Required work:
Give back every record precisely.

Natural-language object grounding data:
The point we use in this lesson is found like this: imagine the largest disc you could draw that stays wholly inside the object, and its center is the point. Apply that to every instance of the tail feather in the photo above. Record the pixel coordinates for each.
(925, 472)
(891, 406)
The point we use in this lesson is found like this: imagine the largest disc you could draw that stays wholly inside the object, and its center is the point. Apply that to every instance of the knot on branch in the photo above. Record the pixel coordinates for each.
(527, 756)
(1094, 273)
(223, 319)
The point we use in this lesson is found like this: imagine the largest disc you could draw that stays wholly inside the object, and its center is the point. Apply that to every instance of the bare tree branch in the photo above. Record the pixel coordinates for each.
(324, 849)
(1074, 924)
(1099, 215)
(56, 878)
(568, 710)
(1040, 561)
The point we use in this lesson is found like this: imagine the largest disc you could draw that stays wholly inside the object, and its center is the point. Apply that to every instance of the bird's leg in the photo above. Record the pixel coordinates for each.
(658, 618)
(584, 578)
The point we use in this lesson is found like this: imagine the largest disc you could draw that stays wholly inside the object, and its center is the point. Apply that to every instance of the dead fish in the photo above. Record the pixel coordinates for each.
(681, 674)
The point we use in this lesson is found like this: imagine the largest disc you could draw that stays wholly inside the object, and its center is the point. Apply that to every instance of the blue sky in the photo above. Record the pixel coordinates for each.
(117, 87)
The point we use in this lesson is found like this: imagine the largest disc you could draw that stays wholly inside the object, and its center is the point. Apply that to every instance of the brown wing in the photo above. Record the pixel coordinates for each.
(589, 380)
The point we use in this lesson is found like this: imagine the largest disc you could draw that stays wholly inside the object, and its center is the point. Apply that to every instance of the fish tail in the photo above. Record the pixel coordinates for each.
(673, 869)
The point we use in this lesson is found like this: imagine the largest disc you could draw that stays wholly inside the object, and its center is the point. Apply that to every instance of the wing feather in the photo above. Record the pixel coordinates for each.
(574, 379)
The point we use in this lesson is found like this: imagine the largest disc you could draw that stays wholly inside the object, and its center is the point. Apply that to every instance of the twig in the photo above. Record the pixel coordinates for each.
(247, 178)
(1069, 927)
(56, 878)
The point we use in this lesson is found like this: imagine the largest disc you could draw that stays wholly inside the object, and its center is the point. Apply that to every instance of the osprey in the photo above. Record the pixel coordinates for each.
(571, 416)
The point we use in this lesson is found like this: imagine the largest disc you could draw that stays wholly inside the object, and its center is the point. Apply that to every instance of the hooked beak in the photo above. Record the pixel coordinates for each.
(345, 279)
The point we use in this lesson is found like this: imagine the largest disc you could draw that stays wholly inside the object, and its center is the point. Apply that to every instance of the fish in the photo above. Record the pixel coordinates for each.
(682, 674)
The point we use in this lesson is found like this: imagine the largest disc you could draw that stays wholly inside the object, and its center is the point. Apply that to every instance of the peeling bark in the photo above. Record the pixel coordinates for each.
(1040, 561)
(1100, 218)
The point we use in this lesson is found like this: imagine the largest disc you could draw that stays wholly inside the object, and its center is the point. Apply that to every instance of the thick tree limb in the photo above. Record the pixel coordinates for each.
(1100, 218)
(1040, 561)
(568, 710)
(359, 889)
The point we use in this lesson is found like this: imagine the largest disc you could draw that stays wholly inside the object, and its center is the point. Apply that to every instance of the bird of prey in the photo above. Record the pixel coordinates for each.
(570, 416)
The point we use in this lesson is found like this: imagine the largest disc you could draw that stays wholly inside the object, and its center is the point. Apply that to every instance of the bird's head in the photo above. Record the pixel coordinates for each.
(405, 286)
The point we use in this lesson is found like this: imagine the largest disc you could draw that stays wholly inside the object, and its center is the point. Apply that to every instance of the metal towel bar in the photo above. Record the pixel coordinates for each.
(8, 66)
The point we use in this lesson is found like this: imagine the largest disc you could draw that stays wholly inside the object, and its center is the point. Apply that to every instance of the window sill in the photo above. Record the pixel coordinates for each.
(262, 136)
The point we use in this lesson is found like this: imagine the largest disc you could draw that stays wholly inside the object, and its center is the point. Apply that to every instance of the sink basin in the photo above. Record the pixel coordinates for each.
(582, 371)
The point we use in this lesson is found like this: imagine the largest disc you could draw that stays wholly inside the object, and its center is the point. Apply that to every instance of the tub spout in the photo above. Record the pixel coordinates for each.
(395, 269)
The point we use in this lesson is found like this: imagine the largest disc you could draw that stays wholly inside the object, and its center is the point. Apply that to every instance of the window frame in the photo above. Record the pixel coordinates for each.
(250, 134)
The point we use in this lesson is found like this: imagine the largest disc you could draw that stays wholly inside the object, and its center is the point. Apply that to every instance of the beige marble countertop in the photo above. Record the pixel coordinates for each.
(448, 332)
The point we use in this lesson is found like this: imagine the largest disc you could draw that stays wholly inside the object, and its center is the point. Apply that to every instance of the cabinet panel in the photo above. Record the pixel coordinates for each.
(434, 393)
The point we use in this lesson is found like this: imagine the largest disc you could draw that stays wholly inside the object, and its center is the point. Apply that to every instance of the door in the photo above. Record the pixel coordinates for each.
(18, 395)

Output for this exercise:
The point we use in this lesson is found like this: imagine the largest disc you could draw that stays wholly inside the object, and its center is the point. Apply that to every instance of the tail feather in the photo above. Record the pixel coordinates for each.
(925, 472)
(891, 406)
The point we use in this lesson is found like this: imagine the largest disc you could draw that stays wholly inside the object, and its center is the point. Apply that to every instance of the knot on branch in the photo above. Record the pixel coordinates for each.
(527, 756)
(1094, 273)
(223, 319)
The point we use in this lesson is found like this: imagine the largest disc you could draw that stays wholly inside the object, and its center is the point. Apply that to every instance of the bare tree branch in the photo above. Record the pixel coordinates for each.
(324, 849)
(1074, 924)
(1099, 215)
(56, 878)
(568, 710)
(1040, 561)
The point we use in this lesson is found like this: imagine the largest disc you could draw that stays wholly inside the object, and its center is the point. Apply that to every instance of the bird's leg in the photo above. Record the pixel coordinates for each.
(658, 618)
(584, 578)
The point we use in this lesson is found like this: imagine the largest disc you could draw that stays wholly inside the object, and its center is the point. Apply that to every instance of the dead fish in the photo above. Record the pixel coordinates for each.
(681, 674)
The point we use in this lesson is found like this: imagine the largest disc you could draw that stays wholly inside the object, and its center is the point. Apply that to every instance of the blue sky in the photo above. Record the pixel coordinates for each.
(117, 87)
The point we use in this lesson is found like this: imagine the largest disc you could draw that stays wholly inside the object, and its center is the point. Apply that to every instance of the brown wing in the photo above. Record the pixel coordinates for each.
(589, 380)
The point we use in this lesson is found like this: imagine the largest disc you could draw that stays wholly inside the object, and its center is the point. Apply that to every instance of the fish tail in the photo above. Record the pixel coordinates for each.
(673, 869)
The point we use in this lesson is found like this: imagine the largest disc you could draw that stays wholly inside the object, and its center is the point. Apply that to every instance of the wing feather in the photo above. Record the pixel coordinates for each.
(574, 379)
The point we use in this lesson is found like this: imagine the largest disc you could draw that stays wholly inside the object, and its center is the point. Apply that to every instance of the twig in the photo above. Record the pixel coordinates for each.
(247, 178)
(1069, 927)
(56, 878)
The point we use in this lesson is found like this: imagine the largest disc you could draw that stays wholly inside the object, and its center is the point. Apply that to every instance of the osprey in the photo above. Record the pixel coordinates for each.
(571, 416)
The point we use in this lesson is found like this: imagine the largest disc you could draw that stays wholly inside the object, and its center is the point. Apply that to every instance of the hooked beak in the photo above. Record the pixel coordinates for each.
(345, 279)
The point we use in this lesson is found like this: imagine the largest disc you could draw that stays wholly inside the object, and its center is the point. Apply that to every instance of the fish in the photo above. Record the pixel coordinates for each.
(682, 674)
The point we use in this lesson is found like this: imagine the largest disc you could draw that stays wholly inside the object, and its center is the point. Apply that to every instance of the peeling bark in the photo above. Record the pixel coordinates for each.
(1040, 561)
(1100, 218)
The point we use in this lesson is found like this: imagine the largest disc you could draw that stays wholly inside the object, and its center is the point. Apply that to every instance of the thick tree limb in the photo above. Record the pixel coordinates for each.
(1100, 218)
(1040, 561)
(568, 710)
(359, 889)
The point we use in this lesson is found like this: imagine the largest disc you could draw that stays wholly inside the object, and its center is the point. Apply that to every instance of the bird of prey in the photo above. Record the pixel coordinates for each.
(570, 416)
The point we use in this lesson is found like this: imagine the largest disc you could draw that stays wholly inside the object, and its center is the point. Apply that to every instance of the bird's head in the photo above. Record the pixel coordinates for each.
(405, 286)
The point we use in this lesson is found like this: imagine the largest disc you could draw that stays wholly inside the object, and its center is the point. Apply that to every instance of the metal towel bar in the photo above. Record the pixel coordinates for each.
(8, 66)
The point we use in this lesson is found like this: imagine the largest disc you could draw that stays wholly inside the object, and its center is the point. Apply that to every instance of the window sill in the photo above. Record the pixel coordinates for each.
(262, 136)
The point we use in this lesson is found like this: imagine the largest disc you could draw that stays wholly inside the object, and its center is the point. Apply that to every instance of the sink basin in the photo above. Record the pixel coordinates for each.
(582, 371)
The point we use in this lesson is found like this: imagine the largest disc you could draw that stays wholly inside the object, and its center is the point. Apply that to every instance of the tub spout in the photo above. Record the pixel coordinates for each.
(395, 269)
The point we use in this lesson is found like this: imagine the largest disc you could draw that stays wholly inside the object, and its center is the point. Apply that to every instance of the window frame in the photo above. Record the pixel coordinates for each.
(250, 134)
The point we use in this lesson is found like this: imagine the largest disc you could draw that stays wholly inside the object, and its center is the point. Apply that to every instance of the beige marble countertop in the photo above. Record the pixel coordinates for each.
(448, 332)
The point we use in this lesson is found like this: imagine the largest disc you could draw that stays wholly inside the object, and its center is the point. Apply that to every instance of the cabinet panel in the photo above. Record the pixel coordinates for each.
(434, 393)
The point we use in this lesson is found like this: imagine the largest disc you could draw that stays wholly inside the object, and its center is the point. Apply that to every instance of the door in the photo above. Record the pixel coordinates for each.
(18, 395)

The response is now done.